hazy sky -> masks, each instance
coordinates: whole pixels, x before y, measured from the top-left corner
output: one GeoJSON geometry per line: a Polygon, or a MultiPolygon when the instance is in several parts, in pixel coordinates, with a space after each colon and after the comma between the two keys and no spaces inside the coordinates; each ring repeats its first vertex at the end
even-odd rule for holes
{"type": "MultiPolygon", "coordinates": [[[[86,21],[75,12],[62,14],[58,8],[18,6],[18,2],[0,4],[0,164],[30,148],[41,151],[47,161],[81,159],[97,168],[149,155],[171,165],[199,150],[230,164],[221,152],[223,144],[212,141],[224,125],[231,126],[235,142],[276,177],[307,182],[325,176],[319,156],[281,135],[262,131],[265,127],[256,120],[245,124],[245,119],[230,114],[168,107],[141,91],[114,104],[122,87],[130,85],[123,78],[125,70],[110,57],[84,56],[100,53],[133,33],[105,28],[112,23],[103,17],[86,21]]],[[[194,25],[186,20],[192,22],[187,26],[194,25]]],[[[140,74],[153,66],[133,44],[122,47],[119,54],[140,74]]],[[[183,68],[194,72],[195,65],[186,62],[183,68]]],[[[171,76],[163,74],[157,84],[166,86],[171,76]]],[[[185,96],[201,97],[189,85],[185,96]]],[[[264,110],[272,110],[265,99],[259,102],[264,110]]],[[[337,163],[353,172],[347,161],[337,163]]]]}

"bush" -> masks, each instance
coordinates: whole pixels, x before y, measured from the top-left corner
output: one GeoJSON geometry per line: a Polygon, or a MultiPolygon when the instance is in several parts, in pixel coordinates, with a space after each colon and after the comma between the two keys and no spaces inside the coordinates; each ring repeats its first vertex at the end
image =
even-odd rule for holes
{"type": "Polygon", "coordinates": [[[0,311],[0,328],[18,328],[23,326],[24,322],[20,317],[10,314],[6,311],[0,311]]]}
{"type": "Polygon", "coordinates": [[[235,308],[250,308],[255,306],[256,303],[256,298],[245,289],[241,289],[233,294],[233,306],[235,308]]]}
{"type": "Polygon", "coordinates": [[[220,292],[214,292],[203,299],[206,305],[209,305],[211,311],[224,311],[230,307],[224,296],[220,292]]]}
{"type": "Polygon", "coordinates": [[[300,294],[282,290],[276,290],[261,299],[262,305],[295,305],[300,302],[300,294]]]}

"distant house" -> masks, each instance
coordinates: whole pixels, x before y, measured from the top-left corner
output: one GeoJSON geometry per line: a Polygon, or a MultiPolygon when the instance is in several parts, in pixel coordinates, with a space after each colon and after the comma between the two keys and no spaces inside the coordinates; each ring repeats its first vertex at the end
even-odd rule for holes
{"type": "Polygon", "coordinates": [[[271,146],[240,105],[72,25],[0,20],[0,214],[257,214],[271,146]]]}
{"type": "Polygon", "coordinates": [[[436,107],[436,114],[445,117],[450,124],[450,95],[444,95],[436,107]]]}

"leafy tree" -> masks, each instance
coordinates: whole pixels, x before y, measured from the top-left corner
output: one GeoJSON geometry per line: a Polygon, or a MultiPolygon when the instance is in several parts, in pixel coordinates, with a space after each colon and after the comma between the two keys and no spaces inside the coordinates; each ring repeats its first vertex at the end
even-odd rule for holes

* [WORK ITEM]
Above are the records; reproduce all of them exactly.

* [WRITTEN REPLY]
hazy sky -> masks, each instance
coordinates: whole pixels, x before y, measured from the top-left corner
output: one GeoJSON geometry per line: a Polygon, or a MultiPolygon when the instance is in several parts, in pixel coordinates, with a space after each colon and after the comma between the two keys and no spaces inside the coordinates; each ring repeats its first vertex at the end
even-odd rule for holes
{"type": "MultiPolygon", "coordinates": [[[[86,21],[75,12],[62,14],[58,8],[18,6],[18,2],[0,4],[0,164],[30,148],[41,151],[47,161],[81,159],[97,168],[149,155],[171,165],[199,150],[230,164],[221,152],[223,144],[212,141],[224,125],[231,126],[235,142],[276,177],[307,182],[325,176],[319,156],[281,135],[262,131],[265,127],[256,120],[245,124],[245,119],[230,114],[168,107],[141,91],[114,104],[122,87],[130,85],[123,78],[125,70],[110,57],[84,56],[100,53],[133,33],[105,28],[112,23],[103,17],[86,21]]],[[[194,25],[186,20],[192,22],[187,26],[194,25]]],[[[140,74],[153,66],[133,44],[122,47],[119,54],[140,74]]],[[[183,68],[194,72],[195,65],[186,62],[183,68]]],[[[171,76],[163,74],[157,84],[166,86],[171,76]]],[[[185,96],[201,97],[189,85],[185,96]]],[[[264,110],[272,110],[265,99],[259,102],[264,110]]],[[[337,163],[353,172],[347,161],[337,163]]]]}

"bush" -> masks, each instance
coordinates: whole pixels, x before y, measured from the top-left corner
output: one GeoJSON geometry per line: a Polygon, or a MultiPolygon when the instance is in several parts, in pixel coordinates, with a space after each colon and after the comma between the two keys and no spaces inside the coordinates; each ring repeats its first vertex at the end
image =
even-odd rule for holes
{"type": "Polygon", "coordinates": [[[0,311],[0,328],[18,328],[23,326],[24,322],[20,317],[10,314],[6,311],[0,311]]]}
{"type": "Polygon", "coordinates": [[[235,308],[250,308],[255,306],[256,303],[256,298],[245,289],[241,289],[233,294],[233,306],[235,308]]]}
{"type": "Polygon", "coordinates": [[[220,292],[214,292],[203,299],[206,305],[209,305],[211,311],[224,311],[230,307],[224,296],[220,292]]]}
{"type": "Polygon", "coordinates": [[[300,294],[282,290],[276,290],[261,299],[262,305],[295,305],[300,302],[300,294]]]}

"distant house" -> masks, each instance
coordinates: whole pixels, x before y, measured from the top-left corner
output: one GeoJSON geometry per line: a Polygon, or a MultiPolygon when the instance is in several parts, in pixel coordinates, with a space after each colon and after the comma between the two keys and no spaces inside the coordinates; each ring repeats its first vertex at the end
even-odd rule for holes
{"type": "Polygon", "coordinates": [[[271,146],[240,105],[72,25],[0,20],[0,214],[257,214],[271,146]]]}
{"type": "Polygon", "coordinates": [[[436,107],[436,114],[445,117],[450,124],[450,95],[444,95],[436,107]]]}

"leafy tree" -> masks, each instance
coordinates: whole pixels, x before y, measured from the top-left corner
output: one GeoJSON geometry per line: a Polygon, or a MultiPolygon when the instance is in several parts, in pixel coordinates, with a space after each colon and after the comma between the two keys and no spaces inside the coordinates; each ring repeats its first vertex at the end
even-odd rule for holes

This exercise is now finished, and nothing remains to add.